_Work request_: The word "wooden" marks the lines to keep; find each one in the data and copy it.

_Data supplied_:
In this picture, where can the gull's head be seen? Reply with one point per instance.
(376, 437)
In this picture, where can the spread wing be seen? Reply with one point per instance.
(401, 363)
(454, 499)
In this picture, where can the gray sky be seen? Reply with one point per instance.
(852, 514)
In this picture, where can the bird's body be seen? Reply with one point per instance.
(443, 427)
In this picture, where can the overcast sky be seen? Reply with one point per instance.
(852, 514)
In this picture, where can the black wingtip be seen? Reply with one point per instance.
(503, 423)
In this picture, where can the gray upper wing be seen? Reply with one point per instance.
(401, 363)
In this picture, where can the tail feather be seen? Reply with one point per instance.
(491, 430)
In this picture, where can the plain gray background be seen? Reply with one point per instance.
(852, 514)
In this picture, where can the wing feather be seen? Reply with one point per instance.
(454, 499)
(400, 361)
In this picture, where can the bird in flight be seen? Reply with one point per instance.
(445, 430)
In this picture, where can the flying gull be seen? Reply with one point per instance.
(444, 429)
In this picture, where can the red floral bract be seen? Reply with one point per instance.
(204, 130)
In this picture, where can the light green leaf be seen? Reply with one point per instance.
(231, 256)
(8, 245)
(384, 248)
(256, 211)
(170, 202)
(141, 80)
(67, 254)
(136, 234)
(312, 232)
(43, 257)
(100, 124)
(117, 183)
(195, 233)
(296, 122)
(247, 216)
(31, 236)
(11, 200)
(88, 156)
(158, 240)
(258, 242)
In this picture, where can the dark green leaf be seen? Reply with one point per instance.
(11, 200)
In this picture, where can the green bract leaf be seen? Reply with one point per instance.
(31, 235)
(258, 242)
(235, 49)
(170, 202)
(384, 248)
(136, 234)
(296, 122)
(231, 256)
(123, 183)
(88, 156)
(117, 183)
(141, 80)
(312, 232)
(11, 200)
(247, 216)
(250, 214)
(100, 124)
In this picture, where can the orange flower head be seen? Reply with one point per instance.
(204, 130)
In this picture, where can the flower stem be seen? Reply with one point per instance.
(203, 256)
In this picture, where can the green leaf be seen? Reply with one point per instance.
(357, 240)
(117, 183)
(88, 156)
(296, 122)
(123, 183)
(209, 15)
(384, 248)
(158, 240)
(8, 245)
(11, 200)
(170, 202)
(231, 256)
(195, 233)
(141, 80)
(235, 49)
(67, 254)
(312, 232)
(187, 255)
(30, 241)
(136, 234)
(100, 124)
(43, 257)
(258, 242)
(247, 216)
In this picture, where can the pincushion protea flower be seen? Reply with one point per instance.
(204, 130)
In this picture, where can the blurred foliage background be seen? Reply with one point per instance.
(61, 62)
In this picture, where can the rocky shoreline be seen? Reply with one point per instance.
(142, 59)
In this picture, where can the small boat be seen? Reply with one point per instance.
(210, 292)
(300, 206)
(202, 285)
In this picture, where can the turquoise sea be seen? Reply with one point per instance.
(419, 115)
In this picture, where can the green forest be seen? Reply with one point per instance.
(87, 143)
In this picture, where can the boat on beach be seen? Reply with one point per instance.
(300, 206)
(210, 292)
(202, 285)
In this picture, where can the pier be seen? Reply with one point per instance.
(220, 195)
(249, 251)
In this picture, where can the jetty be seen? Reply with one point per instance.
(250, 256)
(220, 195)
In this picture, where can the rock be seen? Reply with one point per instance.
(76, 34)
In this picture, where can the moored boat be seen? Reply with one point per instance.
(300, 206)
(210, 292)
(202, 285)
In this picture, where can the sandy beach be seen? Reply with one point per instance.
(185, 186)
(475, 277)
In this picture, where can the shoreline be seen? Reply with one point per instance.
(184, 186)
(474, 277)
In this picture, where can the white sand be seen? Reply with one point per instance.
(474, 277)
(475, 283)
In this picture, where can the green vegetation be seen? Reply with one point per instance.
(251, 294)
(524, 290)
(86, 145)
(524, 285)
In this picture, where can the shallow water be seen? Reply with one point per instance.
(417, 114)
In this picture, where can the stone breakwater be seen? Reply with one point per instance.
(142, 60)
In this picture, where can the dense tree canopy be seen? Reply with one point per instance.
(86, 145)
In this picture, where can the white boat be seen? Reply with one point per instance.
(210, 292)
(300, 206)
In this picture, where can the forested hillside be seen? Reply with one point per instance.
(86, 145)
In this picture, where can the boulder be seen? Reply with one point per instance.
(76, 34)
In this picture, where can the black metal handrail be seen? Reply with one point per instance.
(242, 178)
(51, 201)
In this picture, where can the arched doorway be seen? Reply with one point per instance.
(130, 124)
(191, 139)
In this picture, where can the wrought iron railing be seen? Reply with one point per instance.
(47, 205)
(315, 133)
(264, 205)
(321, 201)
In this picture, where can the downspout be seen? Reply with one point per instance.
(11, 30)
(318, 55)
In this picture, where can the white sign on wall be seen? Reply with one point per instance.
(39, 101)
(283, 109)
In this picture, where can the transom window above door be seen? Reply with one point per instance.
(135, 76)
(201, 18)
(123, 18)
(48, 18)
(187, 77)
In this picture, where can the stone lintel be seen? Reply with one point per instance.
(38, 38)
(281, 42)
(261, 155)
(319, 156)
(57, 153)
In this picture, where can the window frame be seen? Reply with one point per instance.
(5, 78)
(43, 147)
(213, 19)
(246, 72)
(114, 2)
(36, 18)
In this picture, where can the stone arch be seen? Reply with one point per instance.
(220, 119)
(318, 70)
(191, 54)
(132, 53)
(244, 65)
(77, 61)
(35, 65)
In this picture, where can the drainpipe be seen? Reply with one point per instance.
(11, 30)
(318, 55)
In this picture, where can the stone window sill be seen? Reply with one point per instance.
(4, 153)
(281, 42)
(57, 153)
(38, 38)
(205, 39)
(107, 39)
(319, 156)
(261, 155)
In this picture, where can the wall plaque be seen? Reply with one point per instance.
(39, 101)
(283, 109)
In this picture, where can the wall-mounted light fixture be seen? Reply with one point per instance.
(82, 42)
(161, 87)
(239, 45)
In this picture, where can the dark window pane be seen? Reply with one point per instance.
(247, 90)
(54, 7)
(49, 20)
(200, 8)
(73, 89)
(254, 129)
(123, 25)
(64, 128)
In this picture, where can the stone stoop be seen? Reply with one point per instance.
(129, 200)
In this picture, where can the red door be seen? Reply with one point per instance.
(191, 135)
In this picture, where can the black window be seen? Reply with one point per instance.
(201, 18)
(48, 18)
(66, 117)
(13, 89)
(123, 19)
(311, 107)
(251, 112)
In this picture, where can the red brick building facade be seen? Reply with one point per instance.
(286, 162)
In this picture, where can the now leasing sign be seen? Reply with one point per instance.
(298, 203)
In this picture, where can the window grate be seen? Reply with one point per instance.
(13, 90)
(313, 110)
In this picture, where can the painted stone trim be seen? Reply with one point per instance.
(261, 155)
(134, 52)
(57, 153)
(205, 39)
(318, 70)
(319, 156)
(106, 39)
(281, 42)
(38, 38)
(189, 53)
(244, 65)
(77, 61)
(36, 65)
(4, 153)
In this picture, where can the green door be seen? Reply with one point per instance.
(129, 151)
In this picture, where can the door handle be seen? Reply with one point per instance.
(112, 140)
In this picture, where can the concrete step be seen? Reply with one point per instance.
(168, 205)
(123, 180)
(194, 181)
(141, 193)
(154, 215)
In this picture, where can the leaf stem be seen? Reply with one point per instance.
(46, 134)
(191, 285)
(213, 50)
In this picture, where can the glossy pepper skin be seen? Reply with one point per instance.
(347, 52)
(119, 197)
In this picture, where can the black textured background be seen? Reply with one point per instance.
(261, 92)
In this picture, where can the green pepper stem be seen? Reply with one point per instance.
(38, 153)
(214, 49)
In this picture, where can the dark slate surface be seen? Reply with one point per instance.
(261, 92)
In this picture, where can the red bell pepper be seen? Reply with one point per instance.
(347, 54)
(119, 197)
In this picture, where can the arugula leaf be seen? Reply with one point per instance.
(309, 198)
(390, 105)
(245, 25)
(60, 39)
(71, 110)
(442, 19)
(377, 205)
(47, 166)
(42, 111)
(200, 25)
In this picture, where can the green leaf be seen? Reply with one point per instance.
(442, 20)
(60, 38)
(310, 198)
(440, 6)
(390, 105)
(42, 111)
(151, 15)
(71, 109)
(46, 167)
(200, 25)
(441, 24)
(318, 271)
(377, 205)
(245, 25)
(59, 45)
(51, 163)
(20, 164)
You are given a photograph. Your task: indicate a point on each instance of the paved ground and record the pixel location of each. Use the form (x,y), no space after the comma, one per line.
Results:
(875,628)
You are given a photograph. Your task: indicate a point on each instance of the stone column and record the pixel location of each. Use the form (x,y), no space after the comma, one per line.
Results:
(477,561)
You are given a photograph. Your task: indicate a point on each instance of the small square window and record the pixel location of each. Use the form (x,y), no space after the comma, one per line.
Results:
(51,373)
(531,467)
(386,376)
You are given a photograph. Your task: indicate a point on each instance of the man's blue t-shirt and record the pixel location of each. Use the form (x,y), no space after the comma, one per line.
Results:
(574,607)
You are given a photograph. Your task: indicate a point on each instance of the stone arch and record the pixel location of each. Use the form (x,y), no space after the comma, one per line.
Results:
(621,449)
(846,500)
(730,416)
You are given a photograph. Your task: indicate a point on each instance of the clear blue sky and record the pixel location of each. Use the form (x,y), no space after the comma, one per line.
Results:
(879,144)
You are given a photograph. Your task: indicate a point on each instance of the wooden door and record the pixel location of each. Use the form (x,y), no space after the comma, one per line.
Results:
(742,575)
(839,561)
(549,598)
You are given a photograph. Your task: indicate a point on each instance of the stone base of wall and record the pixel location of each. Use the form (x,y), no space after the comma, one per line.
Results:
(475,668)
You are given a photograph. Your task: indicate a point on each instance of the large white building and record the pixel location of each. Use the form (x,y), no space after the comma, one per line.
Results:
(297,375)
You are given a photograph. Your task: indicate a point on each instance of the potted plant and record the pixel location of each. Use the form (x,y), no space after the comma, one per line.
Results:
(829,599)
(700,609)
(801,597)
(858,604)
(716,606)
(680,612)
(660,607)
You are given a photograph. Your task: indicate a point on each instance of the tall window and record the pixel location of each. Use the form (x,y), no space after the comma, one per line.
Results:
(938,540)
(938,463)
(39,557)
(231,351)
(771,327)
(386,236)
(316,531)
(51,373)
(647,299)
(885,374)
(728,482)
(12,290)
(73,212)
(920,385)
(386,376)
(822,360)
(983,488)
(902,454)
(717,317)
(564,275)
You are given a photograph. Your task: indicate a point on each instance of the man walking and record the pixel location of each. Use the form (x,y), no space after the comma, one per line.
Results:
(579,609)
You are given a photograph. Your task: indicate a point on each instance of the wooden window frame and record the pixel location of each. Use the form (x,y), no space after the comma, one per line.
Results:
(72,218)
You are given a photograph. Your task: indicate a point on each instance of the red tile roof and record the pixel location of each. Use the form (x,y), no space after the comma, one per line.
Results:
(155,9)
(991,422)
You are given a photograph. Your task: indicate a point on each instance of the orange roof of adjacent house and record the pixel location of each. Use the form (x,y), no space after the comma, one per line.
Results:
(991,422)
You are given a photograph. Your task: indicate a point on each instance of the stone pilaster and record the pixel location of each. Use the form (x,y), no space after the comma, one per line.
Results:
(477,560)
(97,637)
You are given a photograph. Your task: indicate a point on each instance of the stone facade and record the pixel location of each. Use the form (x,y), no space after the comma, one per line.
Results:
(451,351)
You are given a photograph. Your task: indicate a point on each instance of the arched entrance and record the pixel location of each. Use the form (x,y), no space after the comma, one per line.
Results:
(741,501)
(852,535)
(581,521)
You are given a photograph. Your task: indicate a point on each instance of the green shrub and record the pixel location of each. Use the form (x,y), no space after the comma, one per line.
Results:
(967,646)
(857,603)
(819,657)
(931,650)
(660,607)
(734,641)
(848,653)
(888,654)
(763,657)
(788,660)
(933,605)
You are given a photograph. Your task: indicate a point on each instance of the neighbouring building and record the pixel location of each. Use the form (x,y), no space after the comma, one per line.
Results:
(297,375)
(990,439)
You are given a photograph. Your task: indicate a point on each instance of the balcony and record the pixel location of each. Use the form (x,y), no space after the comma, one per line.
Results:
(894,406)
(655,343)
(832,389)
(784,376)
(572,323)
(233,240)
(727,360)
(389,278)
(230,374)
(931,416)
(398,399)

_Exercise answer_:
You are given a photograph. Your task: indicate a point on each instance of the wooden door and record the pixel location of each. Use the form (x,y), no space after the comma, one per line.
You are given a photograph. Your task: indicate a point on each instance of the wooden window frame and record the pixel location of each. Use the form (x,y), no space after the comma, one per line.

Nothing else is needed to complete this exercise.